Task description = Please print the part of the text on AI data validation word for word, starting with "This involves including" and going on through "operations of the AI system.".

Text block =
::::::::::

This involves including AI-specific validations in schema migrations to ensure data pipelines and feature stores remain functional. Suitable data validation techniques include:
- type validation – ensuring data is in the correct data type
- format validation – ensuring data aligns to a predefined pattern
- range validation – checking whether data falls within a specific range
- outlier detection – checking for data points that significantly deviate from the general data pattern
- completeness – verifying that all required fields are filled
- diversity – ensuring the data represents a variety of data points
Considerations include:
- a quality framework
- online near real-time and offline batch data validation mechanisms to support the purpose and operations of the AI system.
Criterion 63: Select data for use that is aligned with the purpose of the AI system.
This includes:
- alignment with the agency’s business intent and the goals of the AI system, as well as ensuring data meets the data quality criteria previously established
- maintaining a live test dataset to test the AI system in production, to help monitor and maintain the operational integrity of the AI system.

::::::::::

Listed records =

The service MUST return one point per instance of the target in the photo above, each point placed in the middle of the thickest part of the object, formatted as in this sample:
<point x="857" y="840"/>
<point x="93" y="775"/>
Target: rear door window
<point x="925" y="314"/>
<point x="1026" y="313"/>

::::::::::

Answer to this task =
This involves including AI-specific validations in schema migrations to ensure data pipelines and feature stores remain functional. Suitable data validation techniques include:
- type validation – ensuring data is in the correct data type
- format validation – ensuring data aligns to a predefined pattern
- range validation – checking whether data falls within a specific range
- outlier detection – checking for data points that significantly deviate from the general data pattern
- completeness – verifying that all required fields are filled
- diversity – ensuring the data represents a variety of data points
Considerations include:
- a quality framework
- online near real-time and offline batch data validation mechanisms to support the purpose and operations of the AI system.